> **Given passage**:
:::::
In a statement, Pfizer said it was walking back the decision in order to “give the president an opportunity to work on his blueprint to strengthen the healthcare system and provide more access to patients.” It went on to say that it would hold off on its price hikes until the end of the year or whenever Trump’s pricing blueprint went into effect, whichever came first.

Around the same time, Celgene raised the price of two of its drugs, Revlimid and Pomalyst by 5 percent. And about the week before, Sanofi increased prices for its eczema drug Dupixent by 3 percent. In fact, Bloomberg reported on July 12 that in the first 10 days of July, 10 biopharma companies increased the prices of 20 brand-name drugs. Most of the increases, per data from Rx Savings Solutions and Bloomberg Intelligence, were less than 10 percent, although Aytu BioScience’s Zolpimist was increased more than 700 percent.

Roche, Sanofi and Merck KGaA, all European-based companies, have indicated they have no plans to raise their drug prices this year in the U.S. Roche informed HHS of that decision on July 11. Novartis also agreed to delay price hikes. Merck & Co. (a different company than Germany’s Merck KGaA) indicates it plans to cut prices of some of its drugs. Merck & Co. said it would lower the cost of one drug, hepatitis C drug Zepatier, by 60 percent and others by 10 percent. None are blockbuster drugs or significant revenue drivers. Zepatier brought in $131 million in the first quarter of 2018, down 65 percent from the same period in 2017, and recorded no U.S. sales after rebate payments to insurers.

Although Trump may take credit for any drug price decreases, analysts find it’s only one factor. Kay Morgan, an Elsevier drug pricing expert, told AP, “It’s everyone saying, ‘This has got to stop.’”

AP noted, “She cited frequent media coverage, patients and their advocacy groups pressuring members of Congress to fight high drug prices, and Congress holding hearings on huge price increases. Those include hikes for EpiPen emergency allergy shots and the actions of disgraced former pharma executive Martin Shkreli, who hiked the price of an old infection treatment from $13.50 to $750 per pill overnight.”

“The rate of increases has slowed down, but prices haven’t decreased,” Stephen Schondelmeyer, a University of Minnesota professor of pharmaceutical economics told AP. He also indicates that temporary pricing restraint is common, especially around elections or when publicity on the topic is prevalent.

Another drug analyst, Ashtyn Evans with Edward Jones, told AP that “companies are self-policing more,” but they also are taking a single annual price hike closer to 10 percent instead of two or three smaller hikes each year. She also said, “That started before Trump was even elected.”

The U.S. population, not surprisingly, is highly critical of drug prices. A West Health Institute poll in mid-August of 1,002 adults, found that 77 percent found prescription drug costs “unreasonable.” At the same time, less than 25 percent approved of Trump’s approach to the problem.

One reason the public has issues with drug pricing is when a story breaks about drug pricing, the increase is so dramatic. Shkreli's example is one, of course, but not the only one. Mylan NVs EpiPen is another example, where a $1 lifesaving product can hit prices of up to $500. In a more recent example, in August, Nostrum Pharmaceuticals, based in Kansas City, Missouri, increased its price of a 65-year-old generic version of a liquid antibiotic used to treat bladder infections by 404 percent to $2,392.32 per bottle. The company’s chief executive officer, Nirmal Mulye, told AP that Casper Pharma, which offers the brand-name version of nitrofurantoin, had increased its price to $2,800, so Nostrum decided to maximize its own profit after years of losing money.

The Trump administration’s blueprint for drug pricing is 44 pages long and titled, “American Patients First.” Many analysts believe it does a good job in increasing competition in order to drop drug prices but does little if anything to address rebates and wholesaler discounts, which are a large factor in drug prices.

It’s also early in this process. Time will tell.
:::::
> **Try it**: In the drug pricing passage, by what percentage did Merck & Co. say it would lower the cost of Zepatier? The records have nothing to do with the drug pricing passage.

[Collected data]
:::::
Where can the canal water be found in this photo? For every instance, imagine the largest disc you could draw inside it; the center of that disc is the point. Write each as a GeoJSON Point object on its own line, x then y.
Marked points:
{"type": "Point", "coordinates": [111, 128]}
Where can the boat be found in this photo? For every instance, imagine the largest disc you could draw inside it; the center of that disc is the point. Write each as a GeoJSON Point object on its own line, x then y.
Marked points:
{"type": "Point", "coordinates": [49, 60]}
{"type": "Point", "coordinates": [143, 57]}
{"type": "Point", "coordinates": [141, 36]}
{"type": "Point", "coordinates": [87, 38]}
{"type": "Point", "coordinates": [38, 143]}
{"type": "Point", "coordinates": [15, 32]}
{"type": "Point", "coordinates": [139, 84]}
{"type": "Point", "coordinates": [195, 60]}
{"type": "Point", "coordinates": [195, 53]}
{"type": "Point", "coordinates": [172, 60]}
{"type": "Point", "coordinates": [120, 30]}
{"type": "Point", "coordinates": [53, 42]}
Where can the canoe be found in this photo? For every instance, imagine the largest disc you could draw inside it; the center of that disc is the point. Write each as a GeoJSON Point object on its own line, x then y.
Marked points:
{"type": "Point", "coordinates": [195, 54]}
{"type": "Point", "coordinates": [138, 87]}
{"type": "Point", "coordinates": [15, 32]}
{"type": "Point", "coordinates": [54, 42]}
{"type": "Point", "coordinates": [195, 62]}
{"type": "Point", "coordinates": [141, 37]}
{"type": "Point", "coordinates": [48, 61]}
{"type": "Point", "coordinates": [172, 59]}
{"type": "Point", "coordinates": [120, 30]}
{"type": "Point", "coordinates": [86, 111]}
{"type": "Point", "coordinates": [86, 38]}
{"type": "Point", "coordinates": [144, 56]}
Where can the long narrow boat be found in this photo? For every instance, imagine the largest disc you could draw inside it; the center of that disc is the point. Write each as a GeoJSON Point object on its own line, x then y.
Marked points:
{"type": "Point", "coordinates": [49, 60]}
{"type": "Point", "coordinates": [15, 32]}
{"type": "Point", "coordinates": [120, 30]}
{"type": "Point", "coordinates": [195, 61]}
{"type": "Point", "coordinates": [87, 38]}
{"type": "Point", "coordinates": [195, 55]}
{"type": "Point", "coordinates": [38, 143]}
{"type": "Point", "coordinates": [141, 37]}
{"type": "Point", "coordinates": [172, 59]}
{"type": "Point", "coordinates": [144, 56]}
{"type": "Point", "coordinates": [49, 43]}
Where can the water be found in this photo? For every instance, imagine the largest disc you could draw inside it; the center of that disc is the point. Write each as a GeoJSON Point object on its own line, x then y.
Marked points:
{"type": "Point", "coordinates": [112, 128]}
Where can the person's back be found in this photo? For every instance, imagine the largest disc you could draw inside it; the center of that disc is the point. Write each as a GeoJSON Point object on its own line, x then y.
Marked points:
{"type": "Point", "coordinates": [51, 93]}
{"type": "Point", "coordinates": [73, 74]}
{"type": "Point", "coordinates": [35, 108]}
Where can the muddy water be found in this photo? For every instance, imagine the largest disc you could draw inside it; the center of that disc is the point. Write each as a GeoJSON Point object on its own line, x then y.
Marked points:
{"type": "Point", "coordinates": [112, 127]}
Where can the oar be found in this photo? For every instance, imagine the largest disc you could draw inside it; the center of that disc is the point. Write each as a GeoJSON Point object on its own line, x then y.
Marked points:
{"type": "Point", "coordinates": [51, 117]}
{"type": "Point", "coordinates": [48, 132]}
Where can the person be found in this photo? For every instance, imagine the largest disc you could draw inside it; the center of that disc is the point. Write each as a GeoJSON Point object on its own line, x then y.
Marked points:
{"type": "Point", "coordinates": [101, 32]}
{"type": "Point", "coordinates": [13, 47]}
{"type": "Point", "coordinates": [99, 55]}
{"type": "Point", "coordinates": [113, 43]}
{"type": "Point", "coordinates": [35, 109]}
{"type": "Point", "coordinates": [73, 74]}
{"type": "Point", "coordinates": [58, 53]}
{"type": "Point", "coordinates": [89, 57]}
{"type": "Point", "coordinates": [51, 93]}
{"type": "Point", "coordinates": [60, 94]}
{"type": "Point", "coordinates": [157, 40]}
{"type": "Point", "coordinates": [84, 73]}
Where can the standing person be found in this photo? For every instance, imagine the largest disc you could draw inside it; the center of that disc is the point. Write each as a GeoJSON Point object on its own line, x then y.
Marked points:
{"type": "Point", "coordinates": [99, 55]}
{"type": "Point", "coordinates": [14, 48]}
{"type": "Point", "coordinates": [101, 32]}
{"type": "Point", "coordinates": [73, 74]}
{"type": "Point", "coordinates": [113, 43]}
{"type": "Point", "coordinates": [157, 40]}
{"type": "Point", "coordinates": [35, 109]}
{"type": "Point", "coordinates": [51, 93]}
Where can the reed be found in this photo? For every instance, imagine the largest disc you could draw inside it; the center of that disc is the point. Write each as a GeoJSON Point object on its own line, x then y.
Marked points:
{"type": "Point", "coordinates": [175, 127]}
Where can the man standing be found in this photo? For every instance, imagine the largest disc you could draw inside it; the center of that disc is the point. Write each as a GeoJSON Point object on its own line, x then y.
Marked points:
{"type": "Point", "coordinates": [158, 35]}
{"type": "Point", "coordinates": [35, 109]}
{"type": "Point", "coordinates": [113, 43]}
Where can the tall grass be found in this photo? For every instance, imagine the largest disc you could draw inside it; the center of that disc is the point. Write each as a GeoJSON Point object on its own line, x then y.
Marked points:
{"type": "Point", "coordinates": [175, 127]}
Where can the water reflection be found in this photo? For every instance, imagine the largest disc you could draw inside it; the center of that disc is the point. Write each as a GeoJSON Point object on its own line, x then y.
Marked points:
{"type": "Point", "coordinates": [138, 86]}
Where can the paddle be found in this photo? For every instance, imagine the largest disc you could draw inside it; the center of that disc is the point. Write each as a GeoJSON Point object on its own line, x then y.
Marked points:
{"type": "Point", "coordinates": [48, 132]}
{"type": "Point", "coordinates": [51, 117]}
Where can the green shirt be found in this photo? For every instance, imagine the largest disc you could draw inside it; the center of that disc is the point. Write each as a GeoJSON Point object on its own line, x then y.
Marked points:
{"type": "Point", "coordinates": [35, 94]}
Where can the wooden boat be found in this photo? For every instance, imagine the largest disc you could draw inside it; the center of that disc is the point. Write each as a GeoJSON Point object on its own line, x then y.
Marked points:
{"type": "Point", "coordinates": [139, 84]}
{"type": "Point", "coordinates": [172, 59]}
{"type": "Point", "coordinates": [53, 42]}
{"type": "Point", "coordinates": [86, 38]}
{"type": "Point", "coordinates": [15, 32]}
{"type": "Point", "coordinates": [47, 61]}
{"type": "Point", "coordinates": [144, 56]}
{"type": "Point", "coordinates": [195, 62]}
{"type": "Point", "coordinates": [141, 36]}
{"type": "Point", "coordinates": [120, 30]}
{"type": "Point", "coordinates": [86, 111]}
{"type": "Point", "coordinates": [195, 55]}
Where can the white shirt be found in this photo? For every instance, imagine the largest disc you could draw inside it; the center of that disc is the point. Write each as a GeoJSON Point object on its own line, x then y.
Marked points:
:::::
> **Final answer**: By 60 percent.